## YOUR GOAL
Return the exact lines spanning from the line with "Every instance of the rocky" through the last line of the entries, boundaries included, and no others.

------------------------

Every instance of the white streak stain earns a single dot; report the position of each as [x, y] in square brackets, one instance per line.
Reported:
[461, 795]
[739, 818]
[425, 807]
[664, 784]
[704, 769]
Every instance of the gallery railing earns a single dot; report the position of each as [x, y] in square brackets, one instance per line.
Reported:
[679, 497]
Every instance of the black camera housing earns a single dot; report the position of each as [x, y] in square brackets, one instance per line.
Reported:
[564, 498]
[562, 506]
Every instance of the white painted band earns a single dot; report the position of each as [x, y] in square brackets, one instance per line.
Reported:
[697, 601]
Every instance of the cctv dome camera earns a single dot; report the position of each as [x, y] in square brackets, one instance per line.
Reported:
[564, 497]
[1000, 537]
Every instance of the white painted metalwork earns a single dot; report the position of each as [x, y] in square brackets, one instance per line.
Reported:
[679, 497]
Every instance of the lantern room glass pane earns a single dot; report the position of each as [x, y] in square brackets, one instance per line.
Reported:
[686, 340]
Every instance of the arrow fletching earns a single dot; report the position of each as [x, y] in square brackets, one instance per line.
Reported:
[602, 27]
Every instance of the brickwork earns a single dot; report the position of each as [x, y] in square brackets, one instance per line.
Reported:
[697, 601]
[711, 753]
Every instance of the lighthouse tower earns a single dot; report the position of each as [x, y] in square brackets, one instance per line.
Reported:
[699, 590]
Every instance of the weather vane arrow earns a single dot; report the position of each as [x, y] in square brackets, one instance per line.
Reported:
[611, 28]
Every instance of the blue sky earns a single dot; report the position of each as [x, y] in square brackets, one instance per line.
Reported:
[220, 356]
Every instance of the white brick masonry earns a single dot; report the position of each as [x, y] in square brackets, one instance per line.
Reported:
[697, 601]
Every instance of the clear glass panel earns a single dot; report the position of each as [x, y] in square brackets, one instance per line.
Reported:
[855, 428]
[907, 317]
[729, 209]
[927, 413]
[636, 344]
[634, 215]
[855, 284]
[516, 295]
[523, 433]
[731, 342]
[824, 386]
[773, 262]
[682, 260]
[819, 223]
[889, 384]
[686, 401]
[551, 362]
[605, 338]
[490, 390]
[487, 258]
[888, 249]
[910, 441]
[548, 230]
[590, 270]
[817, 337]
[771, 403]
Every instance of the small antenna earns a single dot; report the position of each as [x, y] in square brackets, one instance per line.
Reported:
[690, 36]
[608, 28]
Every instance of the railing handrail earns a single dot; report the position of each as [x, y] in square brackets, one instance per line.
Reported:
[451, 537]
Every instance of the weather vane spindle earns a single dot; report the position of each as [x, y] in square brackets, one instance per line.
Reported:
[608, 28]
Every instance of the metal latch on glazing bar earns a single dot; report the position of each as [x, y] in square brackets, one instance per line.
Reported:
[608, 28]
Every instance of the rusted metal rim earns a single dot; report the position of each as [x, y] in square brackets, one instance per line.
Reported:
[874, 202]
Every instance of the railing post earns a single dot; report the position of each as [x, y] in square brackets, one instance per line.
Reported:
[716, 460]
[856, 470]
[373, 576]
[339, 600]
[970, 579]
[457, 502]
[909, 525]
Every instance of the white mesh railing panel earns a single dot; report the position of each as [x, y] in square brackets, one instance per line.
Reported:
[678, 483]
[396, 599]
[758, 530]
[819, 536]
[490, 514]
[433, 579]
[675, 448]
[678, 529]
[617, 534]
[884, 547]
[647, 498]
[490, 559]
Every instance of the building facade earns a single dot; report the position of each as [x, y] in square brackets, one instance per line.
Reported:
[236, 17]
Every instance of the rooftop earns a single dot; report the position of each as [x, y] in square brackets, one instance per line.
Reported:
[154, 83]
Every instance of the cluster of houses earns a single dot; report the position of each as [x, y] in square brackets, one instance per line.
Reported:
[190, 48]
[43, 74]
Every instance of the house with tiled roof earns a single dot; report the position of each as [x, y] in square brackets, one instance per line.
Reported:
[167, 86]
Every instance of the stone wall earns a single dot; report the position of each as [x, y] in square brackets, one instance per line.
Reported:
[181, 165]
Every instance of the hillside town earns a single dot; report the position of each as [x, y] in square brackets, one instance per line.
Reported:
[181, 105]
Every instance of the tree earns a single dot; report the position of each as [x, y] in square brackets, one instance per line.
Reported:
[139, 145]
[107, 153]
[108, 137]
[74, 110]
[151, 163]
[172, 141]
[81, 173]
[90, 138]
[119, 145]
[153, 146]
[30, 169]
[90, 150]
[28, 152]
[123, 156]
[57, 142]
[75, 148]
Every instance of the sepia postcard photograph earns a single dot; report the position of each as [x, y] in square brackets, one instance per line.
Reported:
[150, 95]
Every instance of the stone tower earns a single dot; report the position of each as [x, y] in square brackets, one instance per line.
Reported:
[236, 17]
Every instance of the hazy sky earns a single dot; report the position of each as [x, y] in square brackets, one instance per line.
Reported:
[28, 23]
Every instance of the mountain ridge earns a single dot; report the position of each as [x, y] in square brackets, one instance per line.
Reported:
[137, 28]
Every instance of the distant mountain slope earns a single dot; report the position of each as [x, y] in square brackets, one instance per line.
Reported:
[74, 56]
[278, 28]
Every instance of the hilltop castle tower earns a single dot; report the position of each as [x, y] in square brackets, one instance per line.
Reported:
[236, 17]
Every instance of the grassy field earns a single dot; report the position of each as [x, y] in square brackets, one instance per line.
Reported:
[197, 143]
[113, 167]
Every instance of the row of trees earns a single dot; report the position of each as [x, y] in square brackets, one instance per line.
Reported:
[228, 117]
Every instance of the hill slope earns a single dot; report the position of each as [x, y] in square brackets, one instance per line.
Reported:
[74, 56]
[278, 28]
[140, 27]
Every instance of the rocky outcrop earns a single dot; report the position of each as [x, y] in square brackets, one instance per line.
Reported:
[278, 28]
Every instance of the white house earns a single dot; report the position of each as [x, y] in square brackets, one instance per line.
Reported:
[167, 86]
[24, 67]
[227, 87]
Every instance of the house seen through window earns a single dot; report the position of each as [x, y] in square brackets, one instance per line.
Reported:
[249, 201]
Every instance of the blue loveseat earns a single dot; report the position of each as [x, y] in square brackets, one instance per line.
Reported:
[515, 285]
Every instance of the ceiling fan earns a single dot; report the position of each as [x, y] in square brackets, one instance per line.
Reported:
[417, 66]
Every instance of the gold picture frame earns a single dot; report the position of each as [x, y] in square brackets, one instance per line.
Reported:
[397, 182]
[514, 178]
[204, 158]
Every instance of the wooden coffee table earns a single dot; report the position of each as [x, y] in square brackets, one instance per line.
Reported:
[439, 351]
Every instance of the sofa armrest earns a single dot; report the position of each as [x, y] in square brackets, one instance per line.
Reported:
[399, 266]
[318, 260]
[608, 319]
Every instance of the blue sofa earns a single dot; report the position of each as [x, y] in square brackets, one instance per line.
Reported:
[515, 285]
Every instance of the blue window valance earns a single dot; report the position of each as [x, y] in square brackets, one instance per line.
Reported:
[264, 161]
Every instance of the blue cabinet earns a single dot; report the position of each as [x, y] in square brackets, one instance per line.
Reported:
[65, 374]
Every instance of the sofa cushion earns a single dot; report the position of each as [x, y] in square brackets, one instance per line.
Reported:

------------------------

## WRITTEN RESPONSE
Every instance of the rocky outcrop earns a single dot; report the position of each as [x, y] in square brackets, one instance per line.
Reported:
[278, 28]
Every instance of the white house earns a single dot; report the position of each as [x, y] in square brackets, one instance per line.
Reported:
[167, 86]
[24, 67]
[227, 87]
Every instance of the house seen through window earns a single dot; report the position of each as [x, y] in square brackets, one instance per line.
Reported:
[249, 201]
Every instance of the blue loveseat earns a single dot; report the position of each as [x, y] in square brackets, one instance per line.
Reported:
[515, 285]
Every instance of the ceiling fan earns a single dot; report the position of each as [x, y] in square brackets, one instance per line.
Reported:
[417, 66]
Every instance of the gold picture frame earns a single dot; report the position of each as [x, y] in square brackets, one instance per line.
Reported:
[397, 182]
[514, 178]
[204, 158]
Every instance of the wooden coffee table earns a single dot; report the position of each as [x, y] in square brackets, one instance per line.
Reported:
[439, 351]
Every instance of the sofa armrest earns a single dot; report the position of each as [x, y] in square brackets, one instance per line.
Reported:
[399, 266]
[318, 260]
[608, 319]
Every instance of the blue sofa earns a single dot; report the position of each as [x, y] in square brackets, one instance per line.
Reported:
[515, 285]
Every instance of the blue window valance earns a single dot; report the position of each as [x, y] in square brackets, one instance per line.
Reported:
[264, 161]
Every instance of the blue cabinet earns a single dot; report the position of each as [x, y] in square brackets, one instance per line.
Reported:
[65, 374]
Every instance of the sofa cushion earns a single dot; report the position of each as [x, y] in square brackets, one instance per line.
Reported:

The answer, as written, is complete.